- REQUIREMENTS: Write each line exactly as it stands, from the line containing "drop a point: the plumeria flower" through the end of the data.

- DATA FOR THE TASK:

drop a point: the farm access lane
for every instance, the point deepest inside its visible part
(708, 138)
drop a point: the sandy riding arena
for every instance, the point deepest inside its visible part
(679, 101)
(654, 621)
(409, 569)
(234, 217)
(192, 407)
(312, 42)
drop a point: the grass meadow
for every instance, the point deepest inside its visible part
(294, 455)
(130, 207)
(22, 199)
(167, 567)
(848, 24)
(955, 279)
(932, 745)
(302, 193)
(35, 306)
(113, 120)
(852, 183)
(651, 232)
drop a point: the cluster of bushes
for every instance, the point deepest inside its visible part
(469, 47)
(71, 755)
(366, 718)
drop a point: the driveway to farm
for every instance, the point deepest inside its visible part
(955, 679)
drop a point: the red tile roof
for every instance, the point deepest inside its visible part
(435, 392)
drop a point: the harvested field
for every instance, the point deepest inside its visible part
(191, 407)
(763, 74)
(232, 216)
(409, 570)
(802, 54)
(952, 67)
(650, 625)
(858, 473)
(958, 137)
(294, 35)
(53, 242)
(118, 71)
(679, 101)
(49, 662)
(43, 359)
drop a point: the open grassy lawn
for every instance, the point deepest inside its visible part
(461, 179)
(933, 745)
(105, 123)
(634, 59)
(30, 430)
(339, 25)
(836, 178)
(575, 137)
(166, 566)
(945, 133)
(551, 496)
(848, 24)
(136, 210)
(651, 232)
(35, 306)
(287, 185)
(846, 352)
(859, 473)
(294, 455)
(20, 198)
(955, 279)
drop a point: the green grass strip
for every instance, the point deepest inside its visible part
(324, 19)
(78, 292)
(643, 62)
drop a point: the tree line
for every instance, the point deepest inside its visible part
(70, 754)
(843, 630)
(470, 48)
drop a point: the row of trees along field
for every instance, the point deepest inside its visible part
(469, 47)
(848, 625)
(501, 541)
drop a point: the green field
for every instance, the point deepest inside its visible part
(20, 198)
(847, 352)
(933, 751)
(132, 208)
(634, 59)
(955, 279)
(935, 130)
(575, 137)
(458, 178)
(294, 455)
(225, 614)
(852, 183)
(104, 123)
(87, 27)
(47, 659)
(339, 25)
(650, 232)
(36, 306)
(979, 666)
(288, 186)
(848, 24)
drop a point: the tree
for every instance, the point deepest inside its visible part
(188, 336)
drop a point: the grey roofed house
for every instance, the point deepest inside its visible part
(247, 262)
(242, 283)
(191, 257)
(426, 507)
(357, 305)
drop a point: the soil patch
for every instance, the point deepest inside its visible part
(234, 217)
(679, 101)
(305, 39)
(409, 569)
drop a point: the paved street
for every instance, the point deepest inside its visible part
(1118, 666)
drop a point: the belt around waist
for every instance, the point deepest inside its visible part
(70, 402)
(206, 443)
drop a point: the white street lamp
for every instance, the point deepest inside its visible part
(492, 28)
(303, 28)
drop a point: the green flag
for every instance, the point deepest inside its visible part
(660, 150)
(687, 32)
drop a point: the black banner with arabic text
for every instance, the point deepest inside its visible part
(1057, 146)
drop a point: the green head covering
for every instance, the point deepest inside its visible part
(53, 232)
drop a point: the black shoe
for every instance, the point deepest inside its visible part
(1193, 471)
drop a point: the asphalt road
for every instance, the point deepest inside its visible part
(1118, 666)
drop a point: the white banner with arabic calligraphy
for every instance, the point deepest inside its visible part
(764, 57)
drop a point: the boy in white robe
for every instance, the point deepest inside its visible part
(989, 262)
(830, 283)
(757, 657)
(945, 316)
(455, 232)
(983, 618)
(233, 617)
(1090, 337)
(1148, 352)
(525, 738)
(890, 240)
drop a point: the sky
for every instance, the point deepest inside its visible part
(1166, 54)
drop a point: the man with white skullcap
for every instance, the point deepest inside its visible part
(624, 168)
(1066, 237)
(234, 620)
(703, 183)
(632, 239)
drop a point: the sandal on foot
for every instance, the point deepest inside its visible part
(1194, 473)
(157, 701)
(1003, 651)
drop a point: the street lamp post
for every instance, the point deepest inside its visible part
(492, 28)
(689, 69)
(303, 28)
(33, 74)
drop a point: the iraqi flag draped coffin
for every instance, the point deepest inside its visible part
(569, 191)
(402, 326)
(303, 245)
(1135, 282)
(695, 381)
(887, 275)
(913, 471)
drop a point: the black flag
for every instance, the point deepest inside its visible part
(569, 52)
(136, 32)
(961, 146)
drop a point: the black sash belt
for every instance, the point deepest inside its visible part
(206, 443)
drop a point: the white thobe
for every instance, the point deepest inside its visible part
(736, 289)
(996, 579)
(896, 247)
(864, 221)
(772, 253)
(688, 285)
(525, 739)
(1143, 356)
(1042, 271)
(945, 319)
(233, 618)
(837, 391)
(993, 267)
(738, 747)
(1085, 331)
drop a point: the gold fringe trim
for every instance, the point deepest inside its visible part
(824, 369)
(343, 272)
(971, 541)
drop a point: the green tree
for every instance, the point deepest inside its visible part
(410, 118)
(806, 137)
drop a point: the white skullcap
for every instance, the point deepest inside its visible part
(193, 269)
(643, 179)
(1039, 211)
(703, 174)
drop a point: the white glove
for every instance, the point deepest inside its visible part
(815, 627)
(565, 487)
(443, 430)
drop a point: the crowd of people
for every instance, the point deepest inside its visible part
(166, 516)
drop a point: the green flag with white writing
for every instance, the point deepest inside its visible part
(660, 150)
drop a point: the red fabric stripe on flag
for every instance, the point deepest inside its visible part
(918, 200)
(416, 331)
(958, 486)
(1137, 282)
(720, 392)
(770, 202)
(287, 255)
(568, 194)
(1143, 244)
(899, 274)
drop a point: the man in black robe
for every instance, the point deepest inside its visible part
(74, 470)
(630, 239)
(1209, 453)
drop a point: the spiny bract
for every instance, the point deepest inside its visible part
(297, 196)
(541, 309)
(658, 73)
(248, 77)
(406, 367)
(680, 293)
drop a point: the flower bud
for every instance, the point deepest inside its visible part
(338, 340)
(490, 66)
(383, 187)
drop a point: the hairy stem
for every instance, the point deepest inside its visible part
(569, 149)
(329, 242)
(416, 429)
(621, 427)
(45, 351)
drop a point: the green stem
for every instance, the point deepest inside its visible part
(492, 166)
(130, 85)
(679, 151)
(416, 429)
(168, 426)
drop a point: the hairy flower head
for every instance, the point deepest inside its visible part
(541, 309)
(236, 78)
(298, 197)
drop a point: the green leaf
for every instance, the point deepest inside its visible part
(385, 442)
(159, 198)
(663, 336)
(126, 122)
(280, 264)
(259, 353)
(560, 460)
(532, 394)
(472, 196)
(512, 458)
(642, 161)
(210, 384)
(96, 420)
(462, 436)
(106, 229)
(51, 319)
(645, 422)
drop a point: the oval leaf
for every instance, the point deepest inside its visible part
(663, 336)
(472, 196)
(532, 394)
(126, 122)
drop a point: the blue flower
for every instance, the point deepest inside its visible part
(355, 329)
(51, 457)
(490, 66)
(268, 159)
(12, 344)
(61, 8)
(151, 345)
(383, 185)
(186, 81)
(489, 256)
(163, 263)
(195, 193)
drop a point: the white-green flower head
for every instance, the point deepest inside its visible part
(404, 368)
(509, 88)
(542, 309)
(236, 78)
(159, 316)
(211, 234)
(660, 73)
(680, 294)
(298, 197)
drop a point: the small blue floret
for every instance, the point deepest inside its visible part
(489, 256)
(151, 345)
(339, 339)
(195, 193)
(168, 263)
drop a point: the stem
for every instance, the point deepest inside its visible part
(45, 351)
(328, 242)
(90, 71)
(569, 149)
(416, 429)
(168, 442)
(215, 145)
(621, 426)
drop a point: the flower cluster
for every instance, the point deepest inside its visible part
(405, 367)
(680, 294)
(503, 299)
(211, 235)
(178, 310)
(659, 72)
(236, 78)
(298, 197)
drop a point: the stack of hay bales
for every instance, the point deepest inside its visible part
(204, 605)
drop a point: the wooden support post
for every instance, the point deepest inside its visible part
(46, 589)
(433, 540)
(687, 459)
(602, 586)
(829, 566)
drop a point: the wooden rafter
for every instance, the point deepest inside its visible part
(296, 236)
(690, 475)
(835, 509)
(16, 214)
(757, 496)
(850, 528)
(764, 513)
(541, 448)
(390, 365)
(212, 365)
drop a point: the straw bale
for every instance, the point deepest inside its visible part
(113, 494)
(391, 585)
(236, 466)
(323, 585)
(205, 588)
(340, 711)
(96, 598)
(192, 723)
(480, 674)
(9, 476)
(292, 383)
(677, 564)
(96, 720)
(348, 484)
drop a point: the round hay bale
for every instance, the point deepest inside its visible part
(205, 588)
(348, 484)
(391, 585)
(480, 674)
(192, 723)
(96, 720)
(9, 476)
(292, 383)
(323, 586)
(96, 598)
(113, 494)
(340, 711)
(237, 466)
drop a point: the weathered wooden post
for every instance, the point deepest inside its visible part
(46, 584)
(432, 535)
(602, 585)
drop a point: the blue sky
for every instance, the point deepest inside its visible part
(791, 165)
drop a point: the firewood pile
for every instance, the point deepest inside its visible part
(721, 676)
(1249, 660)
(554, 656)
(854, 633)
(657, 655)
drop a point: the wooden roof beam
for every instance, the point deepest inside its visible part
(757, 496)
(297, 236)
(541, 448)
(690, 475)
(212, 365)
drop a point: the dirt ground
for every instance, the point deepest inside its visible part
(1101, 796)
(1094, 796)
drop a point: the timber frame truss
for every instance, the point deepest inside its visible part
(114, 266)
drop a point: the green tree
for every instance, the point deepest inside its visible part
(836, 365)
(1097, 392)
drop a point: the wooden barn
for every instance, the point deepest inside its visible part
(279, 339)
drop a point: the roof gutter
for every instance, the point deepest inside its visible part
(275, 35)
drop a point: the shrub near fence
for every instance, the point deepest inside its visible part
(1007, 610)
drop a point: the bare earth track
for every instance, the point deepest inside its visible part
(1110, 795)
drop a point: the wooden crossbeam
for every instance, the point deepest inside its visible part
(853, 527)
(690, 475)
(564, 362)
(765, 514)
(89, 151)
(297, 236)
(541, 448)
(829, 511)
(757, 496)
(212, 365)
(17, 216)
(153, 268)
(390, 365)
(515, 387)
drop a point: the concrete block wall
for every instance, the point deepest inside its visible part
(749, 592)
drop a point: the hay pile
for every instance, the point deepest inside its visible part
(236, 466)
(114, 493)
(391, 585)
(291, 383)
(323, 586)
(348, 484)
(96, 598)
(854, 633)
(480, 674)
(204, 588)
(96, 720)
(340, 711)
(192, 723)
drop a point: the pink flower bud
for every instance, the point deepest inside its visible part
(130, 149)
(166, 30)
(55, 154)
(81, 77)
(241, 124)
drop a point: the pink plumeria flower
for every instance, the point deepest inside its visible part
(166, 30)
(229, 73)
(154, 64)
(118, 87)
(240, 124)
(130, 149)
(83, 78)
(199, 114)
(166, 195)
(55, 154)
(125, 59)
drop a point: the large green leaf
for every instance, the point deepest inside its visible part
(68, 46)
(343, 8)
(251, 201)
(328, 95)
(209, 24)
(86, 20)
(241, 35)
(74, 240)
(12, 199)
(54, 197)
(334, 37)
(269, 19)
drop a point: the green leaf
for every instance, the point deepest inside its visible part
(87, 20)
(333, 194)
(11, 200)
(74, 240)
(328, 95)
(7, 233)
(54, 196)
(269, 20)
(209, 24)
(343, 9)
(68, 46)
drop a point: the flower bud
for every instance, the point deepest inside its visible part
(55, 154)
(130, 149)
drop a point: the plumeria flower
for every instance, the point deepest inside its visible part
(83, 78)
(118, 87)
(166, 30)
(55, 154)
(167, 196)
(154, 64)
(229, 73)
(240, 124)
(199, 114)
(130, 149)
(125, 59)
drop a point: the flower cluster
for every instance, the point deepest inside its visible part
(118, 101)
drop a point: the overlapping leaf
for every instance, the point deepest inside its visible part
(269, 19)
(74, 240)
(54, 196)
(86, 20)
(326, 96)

- PROBLEM SOLUTION:
drop a point: the plumeria flower
for every instance, the point deepest inside its visible part
(83, 78)
(118, 87)
(166, 30)
(55, 154)
(167, 196)
(154, 64)
(229, 73)
(240, 124)
(199, 114)
(130, 149)
(125, 59)
drop a point: the flower cluster
for every instance, the point deepest inside its visible part
(118, 101)
drop a point: the overlapping leaf
for every instance, the point deepest inside its visible part
(269, 19)
(74, 240)
(54, 196)
(86, 20)
(326, 96)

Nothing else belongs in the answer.